> [Estratto fornito]
Da Nizza passiamo a Roma: Come c’era da aspettarsi Di Maio e Salvini hanno fatto pace, hanno deciso di accantonare il decreto sulla prescrizione a tempi migliori, così come avevano deciso di stralciare dalla finanziaria i due decreti che avevano fatto saltare in aria l’Europa e che sono stati rinviati anch’essi con decreti a parte, ovvero l’abolizione parziale della legge Fornero e il reddito di cittadinanza. Quindi è passato a stragrande maggioranza il decreto sulla sicurezza, che dovrebbe snellire alcune procedure giudiziarie, specialmente quelle del rimpatrio per i migranti non aventi diritto. Perché la testa è sempre là.

Droniamo sul Municipio di Partinico. Il sindaco, da voci raccolte in giro, vorrebbe dotare le porte del comune di maniglioni antipanico. Probabilmente avrà considerato che l’andirivieni di gruppetti bellissimi dal suo studio finirà prima o poi col creare situazioni di panico tra gli altri consiglieri comunali, ma anche tra i dipendenti, ai quali, nei prossimi giorni sarà chiesto di applicarsi un po’ di più.

E che tutto va avanti a ruota libera si è visto anche nel foglio pervenuto alla firma del Presidente del Consiglio, che, fidandosi ha firmato, senza accorgersi che c’era scritto che doveva essere un consiglio comunale “aperto”. Ma come aperto? Se è aperto non può deliberare e se non può deliberare non si può neanche mettere in votazione il PUT, che dovrebbe essere il primo o uno dei primi ordini del giorno del Consiglio di giorno 14. Quindi tutto da rifare, Consiglio chiuso, non aperto. Sarebbe interessante risalire a colui che ha inserito la parola “aperto”, per destinarlo ad altro lavoro, ma non sono cose che si fanno nella nostra repubblica degli amici. Cominciano a venir fuori anche i nomi di coloro che i bellissimi vorrebbero nominare come nuovi assessori, ma che evitiamo di fare perché vogliamo vedercela tutta. Se uno dei nominativi andrà in porto, forse questa persona si recherà per ringraziamento in Palestina, sulle rive del fiume in cui San Giovanni Battista battezzò Gesù.

> [Cosa farai]
A: Nell'estratto su Roma e Partinico, di che cosa vorrebbe dotare le porte del comune il sindaco?
B: Scrivi il seguito dell'estratto su Roma e Partinico, a partire dalla sua ultima frase.

> [Materiale estratto]

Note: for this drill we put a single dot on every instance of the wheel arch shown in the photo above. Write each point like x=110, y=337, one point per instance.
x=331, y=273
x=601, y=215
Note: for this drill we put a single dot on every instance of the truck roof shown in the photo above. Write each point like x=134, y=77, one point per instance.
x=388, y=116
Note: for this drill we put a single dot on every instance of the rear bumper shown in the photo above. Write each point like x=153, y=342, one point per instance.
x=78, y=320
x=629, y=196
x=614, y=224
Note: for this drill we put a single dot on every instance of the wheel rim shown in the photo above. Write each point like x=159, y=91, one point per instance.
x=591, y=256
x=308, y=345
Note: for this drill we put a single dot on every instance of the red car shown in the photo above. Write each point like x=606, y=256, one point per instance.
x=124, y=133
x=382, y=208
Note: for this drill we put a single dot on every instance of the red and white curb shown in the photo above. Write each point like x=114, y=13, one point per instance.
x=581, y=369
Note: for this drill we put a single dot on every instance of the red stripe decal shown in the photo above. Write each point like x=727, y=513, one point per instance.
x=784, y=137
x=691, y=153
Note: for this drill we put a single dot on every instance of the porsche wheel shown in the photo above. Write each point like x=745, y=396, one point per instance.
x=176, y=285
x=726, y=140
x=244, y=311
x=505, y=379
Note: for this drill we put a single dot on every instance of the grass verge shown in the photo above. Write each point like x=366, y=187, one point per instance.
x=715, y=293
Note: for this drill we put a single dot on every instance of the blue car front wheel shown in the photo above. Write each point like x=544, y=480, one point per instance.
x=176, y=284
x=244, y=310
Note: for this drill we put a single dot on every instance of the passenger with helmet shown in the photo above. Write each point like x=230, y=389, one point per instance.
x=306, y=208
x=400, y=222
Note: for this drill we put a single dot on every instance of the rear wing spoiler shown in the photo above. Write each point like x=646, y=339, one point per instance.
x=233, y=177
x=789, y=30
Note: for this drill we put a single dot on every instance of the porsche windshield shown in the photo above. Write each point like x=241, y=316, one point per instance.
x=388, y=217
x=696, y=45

> [Risultati dell'esercizio]
A: Di maniglioni antipanico.

B:
E poi torniamo sempre là, non finirà mai: a monnezza. Nei progetti del sindaco c’è quello di liquidare l’ATO, di affidare tutto all’ARO, così il Comune si libererà di tutta una serie di adempienze che spetterebbe all’ARO poi rispettare. E così dovrebbe finire per lui questa gran camurria di continue lamentele, di televisioni che riprendono sempre monnezza, gettata per le strade da cittadini criminali. Non si potrà fare al momento neanche un’altra raccolta straordinaria perché mancano i soldi e non si sa se per gli addetti al settore ci sarà la retribuzione di dicembre con relativa tredicesima. Oggi si raccoglie carta, mentre per  vetro e lattine se ne parlerà giovedì prossimo, cioè trenta giorni dopo l’ultima volta in cui è stato fatto. La sedia rotta bianca che campeggia sul cumulo di rifiuti ammassato presso lo spazio limitrofo all’Ard, è sempre lì da quasi un mese, come un monumento di arte contemporanea in un’area che ricorda la tristezza di una società tardo industriale dove però non ci sono industrie. Anzi qualcuna c’è, e ce n’è una la cui ciminiera svetta su tutto il paese, monumento anch’essa a quello che i francesi chiamano il “laissez faire”, lasciar fare senza fare niente per fermare ciò che non si dovrebbe fare.